WHAT YOU SHOULD DO :: Would you restate every entry below word for word? Leave out the pictures.
(Beginning of SUPPLIED MATERIAL)
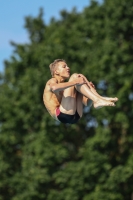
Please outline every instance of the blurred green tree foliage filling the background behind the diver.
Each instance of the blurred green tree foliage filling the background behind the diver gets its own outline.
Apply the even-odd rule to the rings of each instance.
[[[25,19],[29,44],[15,44],[0,75],[0,200],[129,200],[133,193],[132,0],[92,1],[60,20]],[[48,65],[63,58],[115,108],[57,124],[42,95]],[[95,123],[94,123],[95,122]]]

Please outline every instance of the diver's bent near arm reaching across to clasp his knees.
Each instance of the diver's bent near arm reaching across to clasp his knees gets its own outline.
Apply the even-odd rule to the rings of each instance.
[[[65,90],[66,88],[75,86],[75,85],[82,85],[85,84],[85,80],[82,78],[76,78],[74,81],[65,82],[65,83],[57,83],[56,79],[51,79],[49,81],[50,90],[52,92],[59,92]]]

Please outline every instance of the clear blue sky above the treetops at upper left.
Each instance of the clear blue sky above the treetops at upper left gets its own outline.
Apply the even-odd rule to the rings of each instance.
[[[44,21],[49,23],[52,17],[59,19],[60,11],[71,11],[73,7],[81,12],[89,6],[90,0],[4,0],[0,4],[0,72],[4,70],[4,60],[9,60],[13,53],[10,41],[18,44],[28,42],[24,28],[26,16],[36,17],[43,8]]]

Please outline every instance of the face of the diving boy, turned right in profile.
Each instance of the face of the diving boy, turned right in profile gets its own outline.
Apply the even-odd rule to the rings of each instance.
[[[70,68],[67,66],[65,62],[59,62],[56,73],[59,76],[67,79],[70,77]]]

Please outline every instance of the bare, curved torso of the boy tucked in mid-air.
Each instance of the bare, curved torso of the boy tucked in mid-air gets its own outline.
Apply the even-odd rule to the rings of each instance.
[[[49,114],[57,120],[55,110],[57,107],[60,106],[63,91],[53,93],[50,89],[50,84],[52,81],[56,81],[55,78],[50,79],[45,86],[44,93],[43,93],[43,101],[45,104],[46,109],[48,110]]]

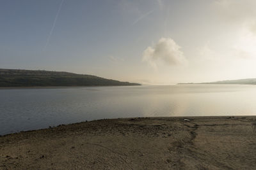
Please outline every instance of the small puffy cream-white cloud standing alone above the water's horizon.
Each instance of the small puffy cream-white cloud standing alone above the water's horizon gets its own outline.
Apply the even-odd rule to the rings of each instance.
[[[187,61],[180,46],[172,38],[161,38],[156,45],[148,46],[143,52],[142,60],[154,68],[161,63],[168,66],[180,66]]]

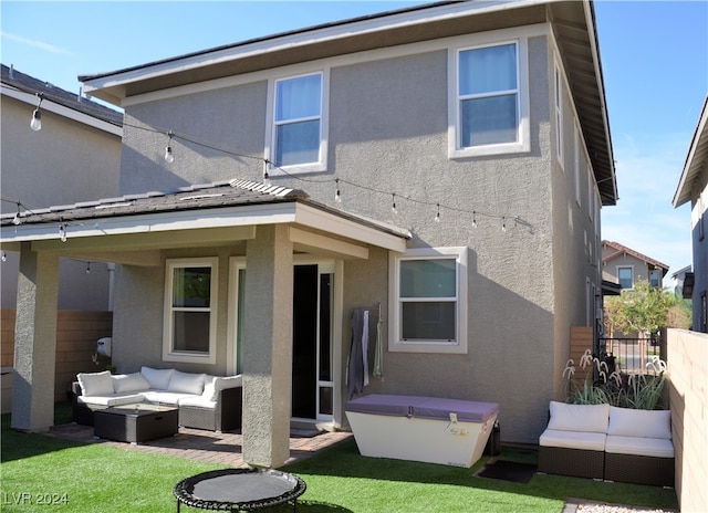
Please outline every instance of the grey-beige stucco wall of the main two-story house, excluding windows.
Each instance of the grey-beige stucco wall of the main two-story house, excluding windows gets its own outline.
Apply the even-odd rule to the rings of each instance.
[[[562,371],[558,362],[566,352],[562,347],[569,343],[570,326],[584,323],[585,276],[590,272],[584,269],[590,266],[584,242],[589,228],[582,219],[586,206],[573,210],[569,199],[574,198],[572,174],[562,172],[552,159],[550,52],[544,36],[529,40],[531,151],[460,160],[447,156],[446,51],[423,49],[399,59],[333,66],[329,172],[322,175],[395,191],[397,214],[392,213],[391,196],[342,184],[341,208],[408,228],[414,234],[410,247],[469,248],[468,354],[386,352],[385,380],[373,380],[366,391],[497,401],[501,405],[502,438],[531,443],[538,441],[546,422],[548,401],[554,397],[554,377]],[[319,69],[313,63],[311,67],[278,70],[271,76]],[[173,129],[233,153],[262,156],[266,101],[267,81],[259,74],[243,85],[128,106],[122,192],[236,177],[260,181],[262,163],[257,159],[181,142],[173,143],[173,164],[164,163],[163,153],[165,132]],[[568,113],[571,124],[570,104]],[[157,133],[132,127],[142,124],[149,124]],[[313,199],[334,206],[332,182],[317,182],[319,176],[304,178],[312,180],[273,177],[272,181],[303,188]],[[582,181],[586,188],[586,177]],[[444,208],[438,223],[435,207],[407,201],[407,196],[440,201],[468,213]],[[477,228],[471,228],[471,210],[479,212]],[[485,212],[508,216],[507,232],[502,232],[500,219]],[[523,223],[514,222],[514,216]],[[223,272],[228,256],[240,254],[240,249],[194,253],[218,254]],[[128,370],[147,363],[157,365],[164,269],[123,268],[119,272],[115,359]],[[373,248],[368,260],[345,262],[343,279],[342,371],[350,347],[351,308],[381,303],[387,313],[394,307],[388,297],[387,252]],[[227,280],[221,274],[225,292],[220,290],[220,297],[228,293]],[[122,313],[123,307],[127,310]],[[221,307],[219,312],[223,320],[217,359],[221,362],[227,344],[221,323],[226,323],[227,312]],[[221,365],[204,371],[218,371]]]

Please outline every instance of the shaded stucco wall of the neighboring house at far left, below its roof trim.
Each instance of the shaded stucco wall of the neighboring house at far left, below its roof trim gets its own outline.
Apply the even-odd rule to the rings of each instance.
[[[42,129],[29,127],[34,105],[2,95],[0,188],[3,198],[38,210],[50,206],[111,198],[118,193],[121,137],[42,111]],[[17,206],[2,201],[2,212]],[[110,270],[105,263],[62,260],[59,306],[62,310],[108,310]],[[2,307],[14,307],[19,255],[2,263]]]

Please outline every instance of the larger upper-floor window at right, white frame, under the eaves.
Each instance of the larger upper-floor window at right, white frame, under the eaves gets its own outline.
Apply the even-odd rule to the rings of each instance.
[[[451,157],[529,150],[525,53],[524,40],[455,53]]]

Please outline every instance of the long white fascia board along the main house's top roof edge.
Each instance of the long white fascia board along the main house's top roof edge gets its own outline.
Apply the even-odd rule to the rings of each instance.
[[[171,73],[191,71],[199,67],[222,64],[226,62],[247,59],[254,55],[275,53],[282,50],[292,50],[293,48],[304,46],[317,43],[327,43],[331,41],[350,38],[352,35],[365,35],[369,33],[382,32],[385,30],[400,29],[416,25],[421,22],[438,22],[447,19],[456,19],[469,13],[481,14],[485,12],[503,11],[508,9],[518,9],[534,4],[545,4],[543,0],[490,0],[460,2],[450,6],[444,6],[437,9],[423,9],[414,12],[404,12],[400,14],[385,15],[381,18],[362,20],[344,24],[335,24],[334,27],[324,27],[315,31],[305,31],[280,38],[267,39],[264,41],[254,41],[249,44],[238,45],[236,48],[227,48],[215,50],[212,52],[199,53],[197,55],[175,59],[168,62],[156,63],[150,66],[129,70],[125,72],[116,72],[110,75],[96,77],[84,82],[84,92],[91,94],[104,87],[115,87],[127,85],[133,82],[155,78]]]

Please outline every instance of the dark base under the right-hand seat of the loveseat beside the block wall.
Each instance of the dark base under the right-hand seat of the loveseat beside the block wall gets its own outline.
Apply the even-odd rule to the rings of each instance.
[[[605,453],[605,480],[674,486],[674,458]]]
(End of SUPPLIED MATERIAL)
RESPONSE AREA ::
Please outline every instance of the blurred green tree foliage filling the background behind the diver.
Each instance of the blurred green tree foliage filling the background behind the diver gets its own outline.
Apply the even-odd rule to the rings of each instance.
[[[25,19],[29,44],[15,44],[0,75],[0,200],[129,200],[133,193],[132,0],[92,1],[60,20]],[[48,65],[63,58],[115,108],[57,124],[42,95]],[[95,123],[94,123],[95,122]]]

Please outline every instance of the diver's bent near arm reaching across to clasp his knees.
Each instance of the diver's bent near arm reaching across to clasp his knees gets its own outline.
Apply the even-odd rule to the rings of each instance.
[[[65,90],[66,88],[75,86],[75,85],[82,85],[85,84],[85,80],[82,78],[76,78],[74,81],[65,82],[65,83],[57,83],[56,79],[51,79],[49,81],[50,90],[52,92],[59,92]]]

Please outline every instance of the clear blue sky above the treetops at upper left.
Each instance of the clear blue sky above the treetops at upper left gets its own outline.
Apply the even-odd rule to the rings of each instance.
[[[44,21],[49,23],[52,17],[59,19],[60,11],[71,11],[73,7],[81,12],[89,6],[90,0],[4,0],[0,4],[0,72],[4,70],[4,60],[9,60],[13,53],[10,41],[18,44],[28,42],[24,28],[26,16],[36,17],[43,8]]]

Please outline every instance of the face of the diving boy, turned right in profile.
Each instance of the face of the diving boy, turned right in profile gets its own outline.
Apply the even-odd rule to the rings of each instance.
[[[70,68],[67,66],[65,62],[59,62],[56,73],[59,76],[67,79],[70,77]]]

Please outline every instance of the bare, curved torso of the boy tucked in mid-air.
Each instance of the bare, curved torso of the boy tucked in mid-air gets its own outline.
Apply the even-odd rule to the rings of each instance.
[[[49,114],[57,120],[55,110],[57,107],[60,106],[63,91],[53,93],[50,89],[50,84],[52,81],[56,81],[55,78],[50,79],[45,86],[44,93],[43,93],[43,101],[45,104],[46,109],[48,110]]]

Please outline every instance of the small puffy cream-white cloud standing alone above the water's horizon.
Each instance of the small puffy cream-white cloud standing alone above the water's horizon gets its own outline.
Apply the even-odd rule to the rings of each instance.
[[[187,61],[180,46],[172,38],[161,38],[156,45],[148,46],[143,52],[142,60],[154,68],[161,63],[168,66],[180,66]]]

Please outline every instance of the grey-beige stucco wall of the main two-story house, excluding windows.
Each instance of the grey-beige stucco wall of the main two-story house, excluding windows gets its own outline.
Apply the even-odd rule to the rings of each instance.
[[[562,371],[558,362],[566,352],[562,347],[569,343],[570,326],[584,323],[585,276],[590,272],[584,269],[590,266],[584,242],[589,228],[582,219],[586,206],[573,210],[569,199],[574,198],[572,174],[562,172],[552,159],[550,52],[544,36],[529,40],[531,151],[460,160],[447,156],[446,51],[423,49],[399,59],[333,66],[329,172],[322,175],[395,191],[397,214],[392,213],[391,196],[342,184],[341,208],[408,228],[414,234],[410,247],[469,248],[468,354],[386,352],[385,380],[373,380],[366,391],[497,401],[501,405],[502,438],[531,443],[538,441],[546,422],[548,401],[554,397],[554,377]],[[319,69],[313,63],[311,67],[278,70],[271,76]],[[173,129],[233,153],[262,156],[266,101],[267,81],[259,74],[243,85],[128,106],[122,192],[236,177],[260,181],[262,163],[257,159],[181,142],[173,143],[173,164],[164,163],[163,153],[165,132]],[[568,113],[571,124],[570,104]],[[157,133],[132,127],[142,124],[149,124]],[[313,199],[334,206],[332,182],[317,182],[319,176],[304,178],[312,180],[273,177],[272,181],[303,188]],[[582,181],[586,188],[586,177]],[[444,208],[438,223],[435,207],[407,201],[407,196],[440,201],[468,213]],[[477,228],[471,228],[471,210],[479,212]],[[485,212],[508,216],[507,232],[502,232],[500,219]],[[523,223],[514,222],[514,216]],[[223,272],[228,256],[240,254],[240,249],[194,253],[218,254]],[[128,370],[147,363],[157,365],[164,269],[123,268],[119,272],[115,359]],[[373,248],[368,260],[345,262],[343,279],[342,371],[350,347],[351,308],[381,303],[387,313],[394,307],[388,297],[387,252]],[[227,280],[221,274],[225,292],[220,290],[220,297],[228,293]],[[122,313],[123,307],[127,310]],[[221,307],[219,312],[223,320],[217,359],[221,362],[227,344],[221,323],[226,323],[227,312]],[[221,365],[204,371],[218,371]]]

Please outline every instance of the shaded stucco wall of the neighboring house at far left, below its roof trim.
Each instance of the shaded stucco wall of the neighboring house at far left, below its roof trim gets its own outline.
Apply the even-odd rule to the rings of each instance.
[[[42,129],[29,127],[34,105],[2,95],[0,188],[3,198],[38,210],[50,206],[111,198],[118,193],[121,137],[42,111]],[[17,206],[2,201],[2,212]],[[110,270],[105,263],[62,260],[59,306],[62,310],[108,310]],[[2,307],[14,307],[19,255],[2,263]]]

Please outline every instance of the larger upper-floor window at right, white frame, under the eaves.
Each instance of the larger upper-floor window at right, white frame, under the eaves gets its own outline.
Apply the even-odd rule to the rings of each instance.
[[[451,157],[529,150],[525,53],[524,40],[455,53]]]

Please outline every instance of the long white fascia board along the main house's top roof edge.
Each instance of the long white fascia board along the main house's top roof edge gets its own outline.
Apply the even-odd rule to the rings of each instance.
[[[171,73],[191,71],[199,67],[222,64],[226,62],[247,59],[254,55],[275,53],[282,50],[292,50],[293,48],[304,46],[317,43],[327,43],[331,41],[350,38],[352,35],[365,35],[369,33],[382,32],[385,30],[400,29],[416,25],[421,22],[438,22],[447,19],[456,19],[469,13],[481,14],[485,12],[503,11],[508,9],[518,9],[534,4],[545,4],[543,0],[490,0],[460,2],[450,6],[444,6],[437,9],[423,9],[414,12],[404,12],[400,14],[385,15],[381,18],[362,20],[344,24],[335,24],[334,27],[324,27],[315,31],[305,31],[280,38],[267,39],[264,41],[254,41],[249,44],[238,45],[236,48],[227,48],[215,50],[212,52],[199,53],[197,55],[175,59],[168,62],[156,63],[150,66],[129,70],[125,72],[116,72],[110,75],[96,77],[84,82],[84,92],[91,94],[104,87],[115,87],[127,85],[133,82],[155,78]]]

Please outline every instance of the dark base under the right-hand seat of the loveseat beside the block wall.
Each instance of the dark base under the right-hand seat of the loveseat beside the block wall gets its own outline.
Apply the even-odd rule to the rings of each instance.
[[[605,453],[605,480],[674,486],[674,458]]]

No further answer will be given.